**What you need to do**:
Each entry that follows should be set down precisely, with its pictures removed.

+===+

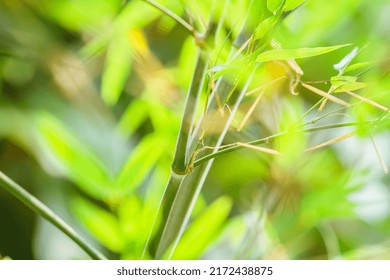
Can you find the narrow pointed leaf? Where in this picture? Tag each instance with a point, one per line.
(283, 54)
(203, 230)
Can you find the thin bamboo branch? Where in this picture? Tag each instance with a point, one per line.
(38, 207)
(271, 138)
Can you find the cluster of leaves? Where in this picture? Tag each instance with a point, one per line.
(94, 91)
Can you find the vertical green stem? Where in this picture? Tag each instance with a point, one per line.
(180, 157)
(38, 207)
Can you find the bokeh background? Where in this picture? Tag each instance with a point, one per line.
(91, 96)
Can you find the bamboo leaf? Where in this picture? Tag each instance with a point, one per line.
(140, 163)
(135, 114)
(100, 223)
(343, 64)
(346, 83)
(275, 5)
(117, 69)
(292, 4)
(359, 65)
(80, 164)
(203, 230)
(283, 54)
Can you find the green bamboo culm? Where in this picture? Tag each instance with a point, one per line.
(41, 209)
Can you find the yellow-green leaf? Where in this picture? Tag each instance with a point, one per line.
(292, 4)
(343, 83)
(102, 224)
(203, 230)
(284, 54)
(117, 69)
(275, 5)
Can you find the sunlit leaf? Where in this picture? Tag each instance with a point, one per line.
(117, 69)
(346, 83)
(346, 60)
(358, 66)
(265, 26)
(283, 54)
(292, 4)
(81, 165)
(100, 223)
(203, 230)
(275, 5)
(140, 162)
(132, 118)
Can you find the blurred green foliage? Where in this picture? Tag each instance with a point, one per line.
(91, 97)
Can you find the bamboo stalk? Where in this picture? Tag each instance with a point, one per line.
(41, 209)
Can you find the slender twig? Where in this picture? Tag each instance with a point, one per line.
(172, 15)
(179, 161)
(274, 137)
(41, 209)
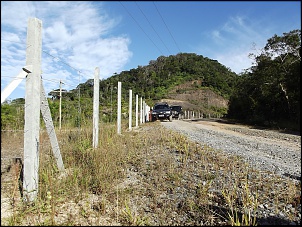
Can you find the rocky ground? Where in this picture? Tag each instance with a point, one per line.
(165, 185)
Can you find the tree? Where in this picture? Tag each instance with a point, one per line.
(273, 83)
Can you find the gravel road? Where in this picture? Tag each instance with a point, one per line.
(263, 149)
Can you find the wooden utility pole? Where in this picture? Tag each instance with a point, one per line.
(32, 110)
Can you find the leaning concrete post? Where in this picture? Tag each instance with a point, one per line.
(96, 104)
(130, 110)
(136, 110)
(119, 107)
(141, 110)
(32, 110)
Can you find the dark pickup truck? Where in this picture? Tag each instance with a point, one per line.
(161, 111)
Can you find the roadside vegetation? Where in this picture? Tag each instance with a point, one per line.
(149, 176)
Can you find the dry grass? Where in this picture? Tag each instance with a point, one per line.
(148, 176)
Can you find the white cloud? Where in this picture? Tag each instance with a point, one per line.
(75, 37)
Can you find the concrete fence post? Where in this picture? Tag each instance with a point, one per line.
(130, 110)
(96, 105)
(119, 107)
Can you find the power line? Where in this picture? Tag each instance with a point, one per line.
(141, 28)
(153, 28)
(166, 27)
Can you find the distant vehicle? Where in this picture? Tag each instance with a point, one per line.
(177, 111)
(161, 111)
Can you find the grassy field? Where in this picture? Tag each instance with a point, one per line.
(148, 176)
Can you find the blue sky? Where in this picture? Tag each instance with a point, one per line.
(78, 36)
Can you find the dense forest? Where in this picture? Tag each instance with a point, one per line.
(267, 94)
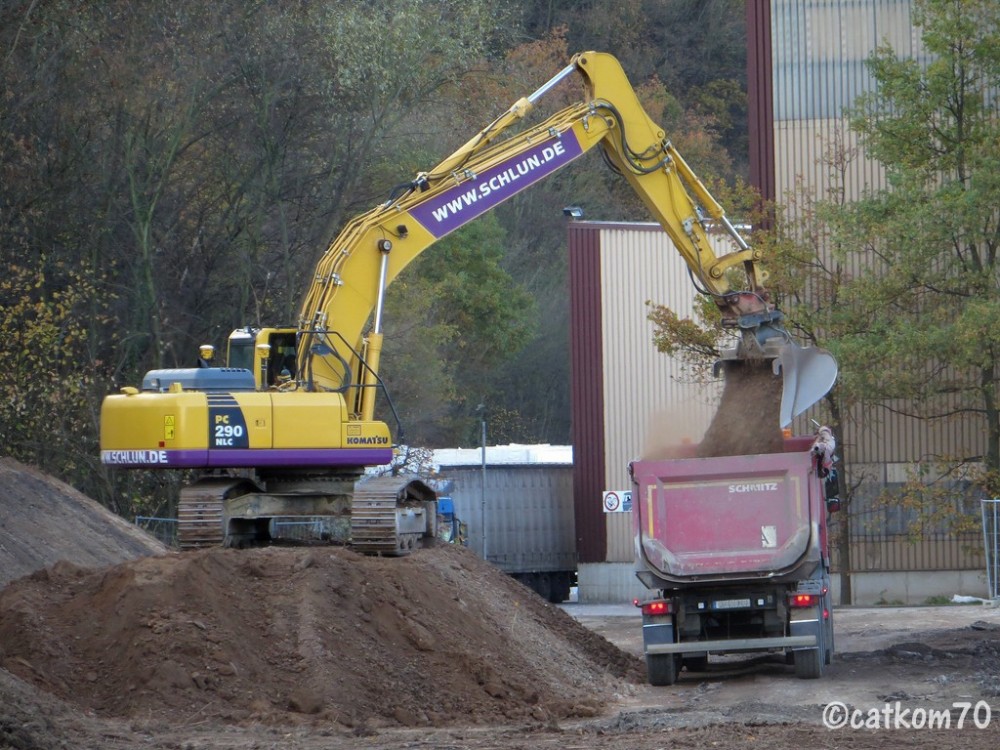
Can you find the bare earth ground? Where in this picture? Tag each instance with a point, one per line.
(320, 648)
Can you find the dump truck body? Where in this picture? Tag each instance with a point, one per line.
(736, 550)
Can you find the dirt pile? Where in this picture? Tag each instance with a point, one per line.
(277, 634)
(44, 521)
(746, 421)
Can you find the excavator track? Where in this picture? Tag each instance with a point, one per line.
(201, 511)
(389, 515)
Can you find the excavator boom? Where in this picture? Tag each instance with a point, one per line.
(296, 404)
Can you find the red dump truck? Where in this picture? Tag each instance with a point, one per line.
(736, 550)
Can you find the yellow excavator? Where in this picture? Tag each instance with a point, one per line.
(286, 427)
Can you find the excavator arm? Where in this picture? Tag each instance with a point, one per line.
(288, 425)
(339, 351)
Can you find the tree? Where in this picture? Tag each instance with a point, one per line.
(919, 333)
(451, 318)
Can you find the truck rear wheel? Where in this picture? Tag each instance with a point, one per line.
(662, 668)
(809, 663)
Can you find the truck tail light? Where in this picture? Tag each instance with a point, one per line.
(658, 607)
(804, 600)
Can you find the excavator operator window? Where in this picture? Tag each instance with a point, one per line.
(282, 356)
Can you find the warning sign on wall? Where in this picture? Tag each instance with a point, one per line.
(618, 501)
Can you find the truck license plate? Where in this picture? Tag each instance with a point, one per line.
(731, 604)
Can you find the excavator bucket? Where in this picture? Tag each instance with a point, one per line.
(808, 374)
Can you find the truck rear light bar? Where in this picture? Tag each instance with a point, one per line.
(803, 600)
(654, 608)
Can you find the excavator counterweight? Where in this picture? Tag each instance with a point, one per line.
(288, 425)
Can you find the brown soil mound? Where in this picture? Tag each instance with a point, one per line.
(746, 422)
(271, 634)
(44, 521)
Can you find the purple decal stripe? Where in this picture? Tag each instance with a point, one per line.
(461, 204)
(226, 459)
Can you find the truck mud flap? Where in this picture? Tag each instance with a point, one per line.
(736, 644)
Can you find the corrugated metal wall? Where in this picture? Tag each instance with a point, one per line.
(587, 389)
(644, 396)
(528, 514)
(819, 49)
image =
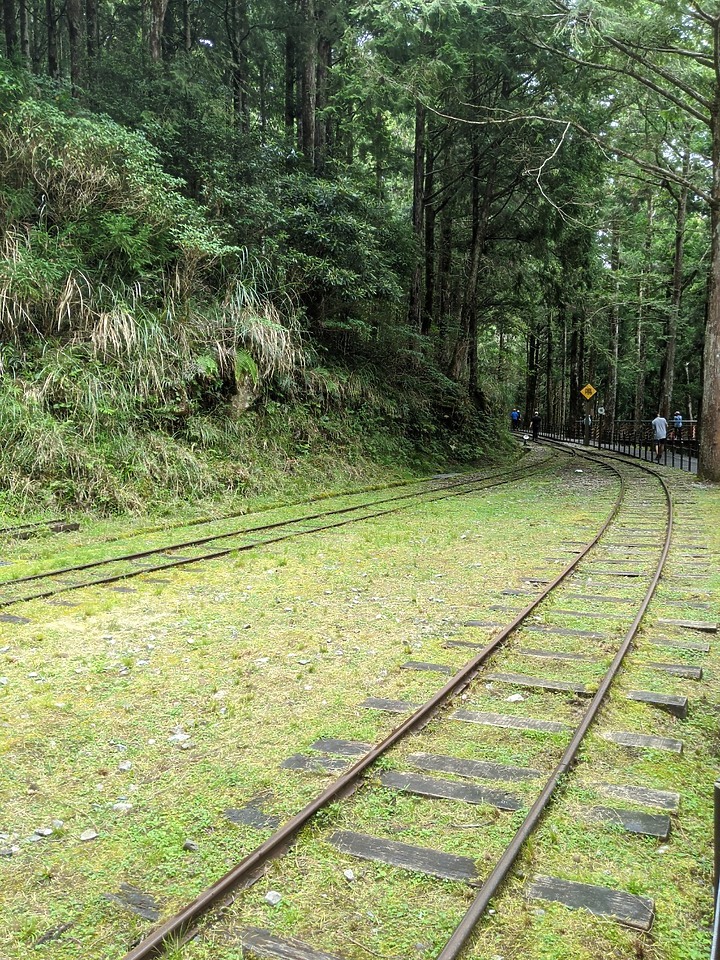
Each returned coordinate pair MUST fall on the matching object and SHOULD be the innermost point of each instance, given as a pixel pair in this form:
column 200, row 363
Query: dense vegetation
column 236, row 227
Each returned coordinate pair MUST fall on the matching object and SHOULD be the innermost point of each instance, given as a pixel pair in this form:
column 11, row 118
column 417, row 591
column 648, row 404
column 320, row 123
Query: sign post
column 588, row 392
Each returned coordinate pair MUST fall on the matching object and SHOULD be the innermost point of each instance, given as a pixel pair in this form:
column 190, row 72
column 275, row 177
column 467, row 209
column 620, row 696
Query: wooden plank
column 647, row 824
column 135, row 901
column 677, row 670
column 557, row 655
column 12, row 618
column 346, row 748
column 585, row 614
column 555, row 686
column 299, row 761
column 644, row 796
column 680, row 644
column 598, row 598
column 389, row 706
column 251, row 816
column 449, row 790
column 704, row 626
column 478, row 769
column 256, row 942
column 510, row 722
column 564, row 631
column 446, row 866
column 429, row 667
column 617, row 573
column 627, row 739
column 626, row 908
column 670, row 703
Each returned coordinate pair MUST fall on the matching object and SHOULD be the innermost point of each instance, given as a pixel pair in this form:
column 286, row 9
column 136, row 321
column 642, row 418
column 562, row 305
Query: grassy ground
column 256, row 657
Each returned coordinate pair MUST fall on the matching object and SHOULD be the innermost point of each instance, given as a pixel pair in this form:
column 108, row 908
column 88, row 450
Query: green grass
column 257, row 656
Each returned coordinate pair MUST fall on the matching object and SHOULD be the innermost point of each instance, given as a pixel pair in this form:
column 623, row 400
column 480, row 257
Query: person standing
column 535, row 424
column 677, row 425
column 659, row 425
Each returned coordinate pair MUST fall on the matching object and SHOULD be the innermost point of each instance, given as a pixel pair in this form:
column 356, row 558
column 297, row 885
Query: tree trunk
column 709, row 459
column 308, row 105
column 24, row 31
column 158, row 9
column 668, row 370
column 549, row 385
column 640, row 339
column 10, row 27
column 324, row 56
column 187, row 27
column 51, row 21
column 238, row 29
column 73, row 14
column 532, row 349
column 416, row 301
column 290, row 73
column 429, row 305
column 91, row 25
column 35, row 44
column 611, row 398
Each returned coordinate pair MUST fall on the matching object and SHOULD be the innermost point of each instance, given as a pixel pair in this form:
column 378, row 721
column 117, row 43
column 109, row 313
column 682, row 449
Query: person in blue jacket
column 677, row 425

+===+

**Output for this task**:
Can you find the narrow pointed leaf? Where in this picture? Tag each instance with a point, one per line.
(283, 54)
(203, 230)
Can you find the thin bamboo branch? Where in this picture? Tag each instance with a point, one per line.
(38, 207)
(271, 138)
Can you find the cluster of leaves? Where in this picture? Tag each instance with a point, one per line.
(94, 91)
Can you find the vertical green stem? Where in this picture? Tag each instance with a point, one per line.
(180, 157)
(38, 207)
Can you find the bokeh background? Where in this picture? Tag each instance with a point, one per line.
(91, 96)
Can you find the bamboo leaf? Where in this picture? Tag each instance with a point, one per line.
(140, 163)
(135, 114)
(100, 223)
(343, 64)
(346, 83)
(275, 5)
(117, 69)
(292, 4)
(359, 65)
(80, 164)
(203, 230)
(283, 54)
Can you find the green bamboo culm? Where in this picture? Tag each instance with a point, one per line.
(41, 209)
Can you find the yellow-green leaf? Where in this picture? Tag each instance with a point, one per line.
(292, 4)
(343, 83)
(102, 224)
(203, 230)
(284, 54)
(117, 69)
(275, 5)
Can you find the sunlit leaf? Where in this picture? Tag each instance with a point, one per line.
(117, 69)
(346, 83)
(346, 60)
(358, 66)
(265, 26)
(283, 54)
(292, 4)
(81, 165)
(100, 223)
(203, 230)
(275, 5)
(140, 162)
(132, 118)
Can you find the blurred green foliage? Where in this picture? Tag each instance with a point, one per line.
(91, 97)
Can you find the bamboo stalk? Where in this picture? Tag each instance with a point, one per line.
(41, 209)
Can you find the slender twig? Where in this picture? Tag each instance with a point, one per line.
(172, 15)
(179, 161)
(274, 137)
(41, 209)
Can you find the rocky ground? Where in this picture? Tag each instance with a point, one per line.
(165, 185)
Can you find the tree? Where in this picture? Tag each instance with a point, one per line.
(273, 83)
Can you find the gravel road? Where in this picture? Tag each instance with a point, one per line.
(263, 149)
Can you find the wooden utility pole? Where in this picture? Tag each instance with a point, one per line.
(32, 110)
Can you find the leaning concrete post? Where in this picture? Tag each instance with a point, one per line.
(96, 104)
(130, 110)
(136, 110)
(119, 107)
(141, 110)
(32, 110)
Can you find the dark pickup truck? Where in this picture? Tag each instance with a point, one per line.
(161, 111)
Can you find the roadside vegetation? Where in this picture? Tag each instance with a point, one per line.
(149, 176)
Can you find the dry grass? Where in this picture? Tag each instance with a point, one per line.
(148, 176)
Can you find the white cloud? Where in this picture? Tag each instance with a point, one per line.
(75, 37)
Can you find the concrete fence post? Where in this picture? Tag each instance with a point, one per line.
(130, 110)
(96, 105)
(119, 107)
Can you find the power line? Where in this picture? Tag each instance with a point, one per line.
(141, 28)
(153, 28)
(166, 27)
Can you find the distant vehicle? Where in this picture? Tag each instance with a point, one per line.
(177, 111)
(161, 111)
Can you find the grassy field? Where in this picture? Tag each instance with a point, one per line.
(148, 176)
Can you find the blue sky? Where in this picture? Tag each instance with a point, one per line.
(78, 36)
Can you find the dense forest? Where in this picture? Tag each instance with a point, one per line.
(267, 94)
Can you find the bare earth ground? Where in this picture? Tag each instance with a point, one per line.
(320, 648)
Can you find the dump truck body? Where in this picture? Tag each instance with a point, one per line.
(736, 550)
Can you find the dirt pile? Where in this picture? Tag each instance with a point, one per line.
(277, 634)
(44, 521)
(746, 421)
Can you find the excavator track? Where in this picture? Tag each instance with a point, one per line.
(201, 511)
(389, 515)
Can you find the excavator boom? Where in this picture? Tag each instance with a point, one per line.
(296, 404)
Can you find the red dump truck? Where in this picture? Tag each instance with a point, one per line.
(736, 550)
Can you find the yellow excavator? Where in this picture? Tag each instance with a point, one per line.
(286, 427)
Can you find the excavator arm? Where in this picture? Tag each instance with a point, one per line.
(288, 425)
(339, 351)
Can you find the tree? Where in this picture? Tag each instance with a point, one per line.
(919, 333)
(451, 318)
Can you find the truck rear wheel? Where in this picture? Tag each instance with a point, one per line.
(662, 668)
(809, 663)
Can you find the truck tail light? Where in this picture? Tag each instance with a point, one per line.
(658, 607)
(804, 600)
Can you find the excavator operator window? Where in this picture? Tag each instance with a point, one per line.
(282, 356)
Can you find the warning sign on wall? Where in this picture? Tag each instance with a point, one per line.
(618, 501)
Can you find the truck license plate? Where in this picture? Tag each instance with a point, one per line.
(731, 604)
Can you find the excavator bucket? Where in this picture? Tag each instance with a point, one per line.
(808, 374)
Can you find the truck rear light bar? Where in this picture? Tag each instance with a point, one per line.
(803, 600)
(654, 608)
Can you find the excavator counterweight? Where in this picture? Tag each instance with a point, one per line.
(288, 425)
Can you find the brown soil mound? Where in this picture? Tag each instance with a point, one per line.
(746, 422)
(271, 634)
(44, 521)
Can you find the purple decal stripe? Where in this picture? Tag each instance with a point, one per line.
(461, 204)
(226, 459)
Can you find the truck mud flap? Where in this picture? Tag each instance with a point, one per line.
(736, 644)
Can you find the corrugated metal wall? Where in this picture? Tag each instance with a point, one per line.
(587, 389)
(644, 396)
(528, 514)
(819, 49)
image =
Each returned coordinate pair MUST fall on the matching object and SHOULD be the innermost point of each instance, given as a pixel pair in this form:
column 200, row 363
Query: dense vegetation
column 236, row 227
Each returned coordinate pair MUST fall on the matching object and SHOULD be the innermost point of each instance, given as a pixel pair in this form:
column 11, row 118
column 417, row 591
column 648, row 404
column 320, row 123
Query: sign post
column 588, row 392
Each returned coordinate pair MUST fall on the matching object and SHOULD be the innermost point of each instance, given as a pixel pair in this form:
column 190, row 72
column 275, row 177
column 467, row 209
column 620, row 696
Query: wooden plank
column 647, row 824
column 135, row 901
column 677, row 670
column 557, row 655
column 12, row 618
column 346, row 748
column 585, row 614
column 555, row 686
column 299, row 761
column 644, row 796
column 680, row 644
column 598, row 598
column 389, row 706
column 251, row 816
column 449, row 790
column 704, row 626
column 478, row 769
column 256, row 942
column 510, row 722
column 564, row 631
column 446, row 866
column 429, row 667
column 617, row 573
column 627, row 739
column 626, row 908
column 670, row 703
Each returned coordinate pair MUST fall on the matching object and SHOULD be the innermost point of each instance, given as a pixel pair in this form:
column 286, row 9
column 136, row 321
column 642, row 418
column 562, row 305
Query: grassy ground
column 256, row 657
Each returned coordinate pair MUST fall on the matching object and SHOULD be the innermost point of each instance, given as a pixel pair in this form:
column 108, row 908
column 88, row 450
Query: green grass
column 257, row 656
Each returned coordinate pair MUST fall on the matching object and SHOULD be the innermost point of each instance, given as a pixel pair in this form:
column 623, row 400
column 480, row 257
Query: person standing
column 535, row 424
column 677, row 425
column 659, row 425
Each returned coordinate pair MUST fall on the matching object and SHOULD be the innermost point of each instance, given as a pixel pair in this form:
column 356, row 558
column 297, row 885
Query: tree trunk
column 709, row 459
column 308, row 105
column 24, row 31
column 158, row 9
column 668, row 370
column 549, row 385
column 640, row 339
column 10, row 27
column 324, row 56
column 187, row 27
column 51, row 21
column 238, row 29
column 73, row 14
column 532, row 349
column 416, row 301
column 290, row 73
column 429, row 305
column 91, row 25
column 35, row 44
column 611, row 398
Each returned coordinate pair MUST fall on the matching object and SHOULD be the innermost point of each instance, given as a pixel pair in this form:
column 378, row 721
column 117, row 43
column 109, row 313
column 682, row 449
Query: person in blue jacket
column 677, row 425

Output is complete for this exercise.